SOURCE PASSAGE
* start *

Malloc in Turbo C

D'Arcy J.M. Cain darcy at druid.uucp
Thu Mar 1 02:53:43 AEST 1990


In article <26316 at qfagus.OZ> gordon at qfagus.OZ (Peter Gordon) writes:
>
>Please tell me I'm doing something stupid.
OK.  You're doing something stupid.  :-)

>#include	<stdio.h>
>#ifdef __TURBOC__
>#include	<alloc.h>
>#else
>#include	<malloc.h>
>#endif
>#include	<stdlib.h>
>main()
>{
>	char **head, **cp;
>	int	i;
>	head = (char **)malloc(200 * sizeof(char **));
>	for(cp = head, i = 0; i < 200; ++i, ++cp)
>	{
>		fprintf(stdout,"Freeing %d\n", i);
>		fflush(stdout);
>		free(cp);
>	}
>}
The first call to free(cp) frees up the entire memory allocated by malloc.

* end *

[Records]

* start *

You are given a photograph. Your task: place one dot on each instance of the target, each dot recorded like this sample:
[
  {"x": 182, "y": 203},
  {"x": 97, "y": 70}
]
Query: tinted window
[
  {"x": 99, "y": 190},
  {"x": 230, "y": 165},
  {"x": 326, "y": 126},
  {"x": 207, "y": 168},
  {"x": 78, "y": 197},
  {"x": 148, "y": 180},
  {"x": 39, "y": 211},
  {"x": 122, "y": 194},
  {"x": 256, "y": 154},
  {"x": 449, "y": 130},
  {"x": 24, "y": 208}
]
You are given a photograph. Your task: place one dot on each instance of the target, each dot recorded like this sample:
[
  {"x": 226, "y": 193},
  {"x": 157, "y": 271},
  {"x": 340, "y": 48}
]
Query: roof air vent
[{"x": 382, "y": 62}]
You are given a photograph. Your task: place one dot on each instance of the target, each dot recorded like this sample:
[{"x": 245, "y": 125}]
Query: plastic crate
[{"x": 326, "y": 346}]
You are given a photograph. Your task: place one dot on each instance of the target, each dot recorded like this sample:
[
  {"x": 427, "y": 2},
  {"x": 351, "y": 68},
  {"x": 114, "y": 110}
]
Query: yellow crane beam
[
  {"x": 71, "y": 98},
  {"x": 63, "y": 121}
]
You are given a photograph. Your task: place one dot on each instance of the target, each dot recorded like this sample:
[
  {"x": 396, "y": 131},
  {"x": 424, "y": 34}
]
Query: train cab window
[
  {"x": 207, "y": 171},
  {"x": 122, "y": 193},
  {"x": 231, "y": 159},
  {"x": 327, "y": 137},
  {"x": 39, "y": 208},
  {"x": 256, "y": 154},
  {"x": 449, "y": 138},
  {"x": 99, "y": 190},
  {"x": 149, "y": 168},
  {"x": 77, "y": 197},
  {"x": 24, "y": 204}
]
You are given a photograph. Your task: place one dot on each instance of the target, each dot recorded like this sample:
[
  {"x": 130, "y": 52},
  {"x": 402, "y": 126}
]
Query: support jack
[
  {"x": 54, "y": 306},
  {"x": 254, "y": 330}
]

* end *

PROMPT A
Repeat the Turbo C malloc post word for word, between "Malloc in Turbo" and "I'm doing something stupid.", inclusive.
PROMPT B
Write what comes next in the Usenet post about malloc in Turbo C, starting right after its last sentence.

OUTPUT A
Malloc in Turbo C

D'Arcy J.M. Cain darcy at druid.uucp
Thu Mar 1 02:53:43 AEST 1990


In article <26316 at qfagus.OZ> gordon at qfagus.OZ (Peter Gordon) writes:
>
>Please tell me I'm doing something stupid.

OUTPUT B
The functions malloc and free don't have any idea what the allocated space
is used for and don't know what size the items are.  The value returned by
malloc is a pointer and the argument to free is a previously returned
pointer.  For 199 times in the above code you are freeing pointers that
haven't been allocated.  in malloc(3C) this is stated to produce undefined
results so you got what was promised.

Also, even given what you were trying to do, didn't you mean 'cp++' in
the for loop statement, not '++cp'?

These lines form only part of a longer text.